PROBLEM
Please show every line from the entries that carries the word "below".

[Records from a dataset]
************
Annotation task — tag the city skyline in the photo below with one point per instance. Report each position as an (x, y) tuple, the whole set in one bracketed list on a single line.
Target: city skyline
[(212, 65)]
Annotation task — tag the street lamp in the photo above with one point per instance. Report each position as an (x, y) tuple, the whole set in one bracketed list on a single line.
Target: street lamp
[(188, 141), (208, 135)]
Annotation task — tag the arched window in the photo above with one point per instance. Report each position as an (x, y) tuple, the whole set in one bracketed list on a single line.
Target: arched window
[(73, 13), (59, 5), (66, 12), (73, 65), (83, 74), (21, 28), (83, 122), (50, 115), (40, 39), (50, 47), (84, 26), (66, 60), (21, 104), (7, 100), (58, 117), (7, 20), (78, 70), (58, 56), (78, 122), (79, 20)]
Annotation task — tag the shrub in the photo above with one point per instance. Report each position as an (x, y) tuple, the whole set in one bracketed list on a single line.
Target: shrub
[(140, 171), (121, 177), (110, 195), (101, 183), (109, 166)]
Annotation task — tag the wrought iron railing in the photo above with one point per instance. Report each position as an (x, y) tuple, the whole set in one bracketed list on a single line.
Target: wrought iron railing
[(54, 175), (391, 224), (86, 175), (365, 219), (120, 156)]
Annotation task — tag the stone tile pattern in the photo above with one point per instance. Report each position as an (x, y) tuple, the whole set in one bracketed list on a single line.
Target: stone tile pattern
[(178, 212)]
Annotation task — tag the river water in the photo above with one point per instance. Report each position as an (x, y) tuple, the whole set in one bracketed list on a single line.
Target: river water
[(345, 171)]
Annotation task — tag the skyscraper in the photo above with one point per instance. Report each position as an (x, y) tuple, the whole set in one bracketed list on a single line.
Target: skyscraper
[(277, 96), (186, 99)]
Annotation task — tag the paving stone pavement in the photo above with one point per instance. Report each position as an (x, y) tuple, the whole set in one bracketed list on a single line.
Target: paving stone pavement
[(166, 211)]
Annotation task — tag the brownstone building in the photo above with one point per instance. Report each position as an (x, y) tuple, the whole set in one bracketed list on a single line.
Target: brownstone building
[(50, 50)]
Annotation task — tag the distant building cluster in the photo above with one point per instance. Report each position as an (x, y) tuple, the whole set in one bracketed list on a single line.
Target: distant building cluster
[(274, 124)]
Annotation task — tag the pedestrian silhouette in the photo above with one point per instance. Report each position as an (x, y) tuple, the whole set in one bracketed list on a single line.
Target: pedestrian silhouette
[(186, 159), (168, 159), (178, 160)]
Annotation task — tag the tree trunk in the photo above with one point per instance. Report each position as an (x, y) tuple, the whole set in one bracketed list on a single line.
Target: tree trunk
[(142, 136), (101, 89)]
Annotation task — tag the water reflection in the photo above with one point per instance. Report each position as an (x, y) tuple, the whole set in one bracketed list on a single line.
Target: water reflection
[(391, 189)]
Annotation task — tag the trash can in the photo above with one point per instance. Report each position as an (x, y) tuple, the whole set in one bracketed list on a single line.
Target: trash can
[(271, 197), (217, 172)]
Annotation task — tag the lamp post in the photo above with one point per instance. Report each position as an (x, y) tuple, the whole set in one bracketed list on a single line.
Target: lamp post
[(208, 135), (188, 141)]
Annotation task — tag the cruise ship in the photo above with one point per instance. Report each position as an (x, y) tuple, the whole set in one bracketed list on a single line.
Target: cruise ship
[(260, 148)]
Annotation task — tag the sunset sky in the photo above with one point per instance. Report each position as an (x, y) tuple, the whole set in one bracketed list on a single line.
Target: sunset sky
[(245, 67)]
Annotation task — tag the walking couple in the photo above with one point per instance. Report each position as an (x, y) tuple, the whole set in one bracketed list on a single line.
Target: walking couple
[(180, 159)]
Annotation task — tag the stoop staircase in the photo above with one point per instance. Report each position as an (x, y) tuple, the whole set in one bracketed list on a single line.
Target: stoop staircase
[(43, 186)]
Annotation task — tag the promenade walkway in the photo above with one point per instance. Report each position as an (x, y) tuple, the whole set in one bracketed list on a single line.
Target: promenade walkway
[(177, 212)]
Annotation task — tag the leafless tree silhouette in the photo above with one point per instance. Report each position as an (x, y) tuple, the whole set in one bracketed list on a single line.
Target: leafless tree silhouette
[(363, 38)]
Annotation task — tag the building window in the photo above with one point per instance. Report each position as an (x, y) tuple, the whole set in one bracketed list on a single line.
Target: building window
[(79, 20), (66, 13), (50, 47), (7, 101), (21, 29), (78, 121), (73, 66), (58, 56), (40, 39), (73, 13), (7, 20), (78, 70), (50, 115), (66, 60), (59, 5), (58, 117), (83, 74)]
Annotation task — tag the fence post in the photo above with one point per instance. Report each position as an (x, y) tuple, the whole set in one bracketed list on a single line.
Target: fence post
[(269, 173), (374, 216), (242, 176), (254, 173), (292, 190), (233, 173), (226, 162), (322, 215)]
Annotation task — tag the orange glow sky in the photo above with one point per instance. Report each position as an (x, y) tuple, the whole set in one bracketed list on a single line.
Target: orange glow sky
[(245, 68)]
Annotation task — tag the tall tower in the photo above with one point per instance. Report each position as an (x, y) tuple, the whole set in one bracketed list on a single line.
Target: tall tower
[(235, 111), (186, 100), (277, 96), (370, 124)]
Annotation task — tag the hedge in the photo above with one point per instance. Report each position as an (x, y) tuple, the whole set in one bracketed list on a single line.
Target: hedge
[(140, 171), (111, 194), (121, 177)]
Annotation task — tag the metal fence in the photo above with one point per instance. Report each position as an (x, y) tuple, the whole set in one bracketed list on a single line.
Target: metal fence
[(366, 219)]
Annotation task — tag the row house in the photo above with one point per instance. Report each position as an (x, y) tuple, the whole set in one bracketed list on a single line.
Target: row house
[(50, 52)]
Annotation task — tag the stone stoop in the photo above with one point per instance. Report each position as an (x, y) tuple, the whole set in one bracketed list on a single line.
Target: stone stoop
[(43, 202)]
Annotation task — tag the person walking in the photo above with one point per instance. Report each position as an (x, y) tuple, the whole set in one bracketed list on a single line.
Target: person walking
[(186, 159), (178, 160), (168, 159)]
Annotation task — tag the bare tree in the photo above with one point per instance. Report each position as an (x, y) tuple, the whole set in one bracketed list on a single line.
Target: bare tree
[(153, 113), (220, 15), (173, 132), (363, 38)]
************
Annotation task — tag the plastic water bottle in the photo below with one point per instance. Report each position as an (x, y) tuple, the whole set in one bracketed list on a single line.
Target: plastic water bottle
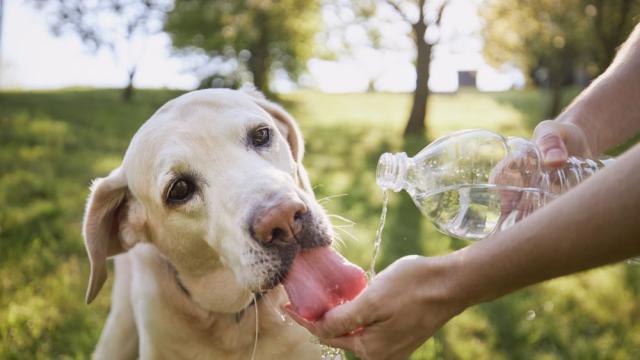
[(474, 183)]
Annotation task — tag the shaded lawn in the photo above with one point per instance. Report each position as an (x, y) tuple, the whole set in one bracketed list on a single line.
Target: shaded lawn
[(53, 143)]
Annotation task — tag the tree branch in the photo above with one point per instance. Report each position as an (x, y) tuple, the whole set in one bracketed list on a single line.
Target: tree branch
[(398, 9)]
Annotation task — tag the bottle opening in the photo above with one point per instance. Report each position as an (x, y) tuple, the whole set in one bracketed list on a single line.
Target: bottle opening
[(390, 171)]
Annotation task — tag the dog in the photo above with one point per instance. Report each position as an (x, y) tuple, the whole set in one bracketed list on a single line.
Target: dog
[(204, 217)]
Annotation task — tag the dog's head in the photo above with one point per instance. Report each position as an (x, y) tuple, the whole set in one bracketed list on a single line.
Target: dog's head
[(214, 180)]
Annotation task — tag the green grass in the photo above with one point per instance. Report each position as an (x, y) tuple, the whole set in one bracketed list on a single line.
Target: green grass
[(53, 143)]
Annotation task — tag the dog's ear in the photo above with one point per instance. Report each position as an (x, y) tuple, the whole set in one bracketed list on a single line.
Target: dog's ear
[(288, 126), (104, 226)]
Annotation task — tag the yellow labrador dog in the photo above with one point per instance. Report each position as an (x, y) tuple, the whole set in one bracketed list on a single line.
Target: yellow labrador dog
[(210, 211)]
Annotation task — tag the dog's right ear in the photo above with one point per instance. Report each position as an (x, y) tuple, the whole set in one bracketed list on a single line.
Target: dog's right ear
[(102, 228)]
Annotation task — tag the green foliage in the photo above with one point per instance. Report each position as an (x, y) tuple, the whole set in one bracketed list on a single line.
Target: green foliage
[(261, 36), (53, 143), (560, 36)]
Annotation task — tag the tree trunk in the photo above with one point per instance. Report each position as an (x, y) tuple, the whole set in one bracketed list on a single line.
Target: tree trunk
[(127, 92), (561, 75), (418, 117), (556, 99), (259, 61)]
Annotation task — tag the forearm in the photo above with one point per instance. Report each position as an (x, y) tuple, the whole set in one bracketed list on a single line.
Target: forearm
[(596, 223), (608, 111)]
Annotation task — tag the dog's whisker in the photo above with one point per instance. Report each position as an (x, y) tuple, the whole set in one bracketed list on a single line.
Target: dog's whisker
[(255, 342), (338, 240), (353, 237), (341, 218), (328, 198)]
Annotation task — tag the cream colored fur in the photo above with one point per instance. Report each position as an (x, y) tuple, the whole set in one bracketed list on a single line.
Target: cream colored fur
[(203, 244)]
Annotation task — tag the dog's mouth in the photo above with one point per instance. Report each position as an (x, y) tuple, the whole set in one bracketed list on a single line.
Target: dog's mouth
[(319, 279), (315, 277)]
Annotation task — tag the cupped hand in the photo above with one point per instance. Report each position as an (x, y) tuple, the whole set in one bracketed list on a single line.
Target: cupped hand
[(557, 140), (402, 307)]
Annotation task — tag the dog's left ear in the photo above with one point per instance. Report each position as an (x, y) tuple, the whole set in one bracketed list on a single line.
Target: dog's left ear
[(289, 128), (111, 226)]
************
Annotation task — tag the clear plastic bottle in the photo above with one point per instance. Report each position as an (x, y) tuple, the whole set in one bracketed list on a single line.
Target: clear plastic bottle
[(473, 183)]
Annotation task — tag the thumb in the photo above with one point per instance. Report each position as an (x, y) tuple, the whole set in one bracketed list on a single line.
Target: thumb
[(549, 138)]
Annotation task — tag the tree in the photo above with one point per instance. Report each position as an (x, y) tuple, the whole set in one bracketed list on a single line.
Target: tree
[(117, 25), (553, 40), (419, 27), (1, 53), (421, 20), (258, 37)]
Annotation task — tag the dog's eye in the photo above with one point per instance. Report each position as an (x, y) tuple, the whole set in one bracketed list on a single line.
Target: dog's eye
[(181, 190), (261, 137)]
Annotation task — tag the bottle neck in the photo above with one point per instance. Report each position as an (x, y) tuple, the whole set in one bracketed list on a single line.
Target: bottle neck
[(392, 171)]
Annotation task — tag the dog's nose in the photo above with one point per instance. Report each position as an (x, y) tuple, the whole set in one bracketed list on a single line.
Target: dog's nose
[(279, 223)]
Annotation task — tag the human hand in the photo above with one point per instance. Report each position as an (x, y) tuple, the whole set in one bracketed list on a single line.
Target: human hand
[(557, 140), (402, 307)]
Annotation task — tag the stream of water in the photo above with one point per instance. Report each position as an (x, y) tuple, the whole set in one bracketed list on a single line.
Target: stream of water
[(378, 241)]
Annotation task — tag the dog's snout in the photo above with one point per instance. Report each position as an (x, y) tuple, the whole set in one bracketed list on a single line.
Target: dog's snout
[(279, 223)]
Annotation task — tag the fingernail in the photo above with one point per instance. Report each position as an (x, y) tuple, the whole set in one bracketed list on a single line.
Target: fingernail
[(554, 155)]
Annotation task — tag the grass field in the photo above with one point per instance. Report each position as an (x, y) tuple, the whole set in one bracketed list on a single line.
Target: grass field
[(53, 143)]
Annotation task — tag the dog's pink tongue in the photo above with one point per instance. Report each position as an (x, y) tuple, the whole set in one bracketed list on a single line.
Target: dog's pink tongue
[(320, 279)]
************
EXERCISE SOLUTION
Annotation task — tag the city skyline in the photo below with one point per instance. Report each position as an (x, y) tuple, the whole set in one bracketed list on a single line.
Annotation task — tag the plastic water bottle in the photo below with one point per instance. Report each position as an (x, y) tuple, the whole set in one bracketed list on a single line.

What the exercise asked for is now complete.